__Exercise brief__:
Copy out the part of the Pashupatinath account between "Before arriving I" and "for such terrors.", inclusive, word for word.

__Quoted passage__:
<<<<

This week our class visited the holy site of Pashupatinath, which is situated along the Bagmati river on the Eastern edge of the city.  This holy site is an incredibly important place for many Hindu Nepalis as it is here that many families come to conduct the cremation ceremonies for family members who have died.

Before arriving I had been preparing myself for what we might encounter – I just wasn’t sure what kind of emotions might present and how the visual images would impact.  I have always had a very active imagination.  At the risk of sounding childish I will admit that I am still overcome by nightmares of such a vivid and horrific nature that I sometimes wonder whether observing raw and real human suffering is simply a catalyst for such terrors.

But I soon realized, upon arriving, that my worries were unfounded.  While the vision of heaps of straw, wood, and smoke surrounding the body, was startling at first, it was also incredibly peaceful and spiritual.  It felt very natural and although filled with an urgent sense of grief it looked very much like those families we saw were spiritually letting go -letting the river carry away their sorrow and grief.

There was a family undertaking the rituals of preparing the body before cremation and I watched from atop a hill as the family grieved and laid garlands of marigolds over the body, the golden colour reflective of the god Vishnu, the Protector.

The grey river, clogged with debris, and exceptionally polluted, still worked tirelessly to sweep away the ashes and provide the holy water which would secure the deceased a space in heaven.  Caught in the current were some golden orange strands of fabric that clung to a muddy stick and fanned the current along.

I watched this family closely and was reminded that although their grief was still fresh they were following a centuries old tradition that would protect and honour their family member in the after-life and that they too would one day be washed down the river towards a holier and more pure existence.  The actions were public, but the emotions were purely private and held solace for the grieving families.

>>>>

__Material provided__:
<<<<

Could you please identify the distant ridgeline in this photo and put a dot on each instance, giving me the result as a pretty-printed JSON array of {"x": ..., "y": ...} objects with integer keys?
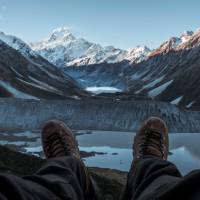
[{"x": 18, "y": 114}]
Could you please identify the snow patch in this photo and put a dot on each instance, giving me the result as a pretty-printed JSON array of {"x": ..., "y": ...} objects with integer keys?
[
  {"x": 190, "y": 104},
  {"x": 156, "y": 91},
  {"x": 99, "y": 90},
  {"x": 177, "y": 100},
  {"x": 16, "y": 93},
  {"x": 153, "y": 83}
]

>>>>
<<<<

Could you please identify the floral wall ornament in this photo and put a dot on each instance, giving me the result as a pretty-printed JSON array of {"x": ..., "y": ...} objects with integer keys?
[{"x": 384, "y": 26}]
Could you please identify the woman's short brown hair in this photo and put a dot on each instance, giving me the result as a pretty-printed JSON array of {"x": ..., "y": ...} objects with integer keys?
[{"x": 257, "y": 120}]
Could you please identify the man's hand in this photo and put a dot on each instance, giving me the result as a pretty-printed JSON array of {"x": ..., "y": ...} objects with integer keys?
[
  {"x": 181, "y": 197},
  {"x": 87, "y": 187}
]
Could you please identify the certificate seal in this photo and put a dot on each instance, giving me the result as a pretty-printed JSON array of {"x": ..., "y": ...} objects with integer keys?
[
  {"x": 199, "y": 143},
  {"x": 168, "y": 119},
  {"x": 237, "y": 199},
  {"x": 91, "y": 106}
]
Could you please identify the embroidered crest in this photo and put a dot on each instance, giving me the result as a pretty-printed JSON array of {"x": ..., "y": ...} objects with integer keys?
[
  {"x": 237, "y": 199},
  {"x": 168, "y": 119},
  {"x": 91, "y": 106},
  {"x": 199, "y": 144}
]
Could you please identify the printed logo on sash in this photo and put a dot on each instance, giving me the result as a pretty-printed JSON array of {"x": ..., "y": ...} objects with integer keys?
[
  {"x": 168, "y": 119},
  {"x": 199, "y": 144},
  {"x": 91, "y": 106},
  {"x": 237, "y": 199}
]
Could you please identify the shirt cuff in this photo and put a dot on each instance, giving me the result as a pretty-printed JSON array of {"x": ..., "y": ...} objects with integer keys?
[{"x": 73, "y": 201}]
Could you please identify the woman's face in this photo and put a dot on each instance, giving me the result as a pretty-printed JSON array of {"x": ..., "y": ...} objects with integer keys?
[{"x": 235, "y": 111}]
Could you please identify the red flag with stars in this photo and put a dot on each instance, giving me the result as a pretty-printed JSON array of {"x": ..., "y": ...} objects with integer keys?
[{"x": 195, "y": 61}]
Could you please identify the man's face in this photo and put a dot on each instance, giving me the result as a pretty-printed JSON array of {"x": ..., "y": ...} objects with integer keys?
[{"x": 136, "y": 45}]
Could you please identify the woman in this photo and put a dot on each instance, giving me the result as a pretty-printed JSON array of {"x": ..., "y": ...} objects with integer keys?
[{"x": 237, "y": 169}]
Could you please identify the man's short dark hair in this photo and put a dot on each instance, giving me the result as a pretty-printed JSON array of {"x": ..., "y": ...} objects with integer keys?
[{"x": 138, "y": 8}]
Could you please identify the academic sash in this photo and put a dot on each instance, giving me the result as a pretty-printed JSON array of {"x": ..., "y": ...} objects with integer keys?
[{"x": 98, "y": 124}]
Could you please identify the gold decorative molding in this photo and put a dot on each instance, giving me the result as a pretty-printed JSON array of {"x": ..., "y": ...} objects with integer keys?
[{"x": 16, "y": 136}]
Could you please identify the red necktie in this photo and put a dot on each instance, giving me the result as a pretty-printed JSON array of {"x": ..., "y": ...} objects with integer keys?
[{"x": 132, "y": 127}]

>>>>

__Exercise response__:
Before arriving I had been preparing myself for what we might encounter – I just wasn’t sure what kind of emotions might present and how the visual images would impact.  I have always had a very active imagination.  At the risk of sounding childish I will admit that I am still overcome by nightmares of such a vivid and horrific nature that I sometimes wonder whether observing raw and real human suffering is simply a catalyst for such terrors.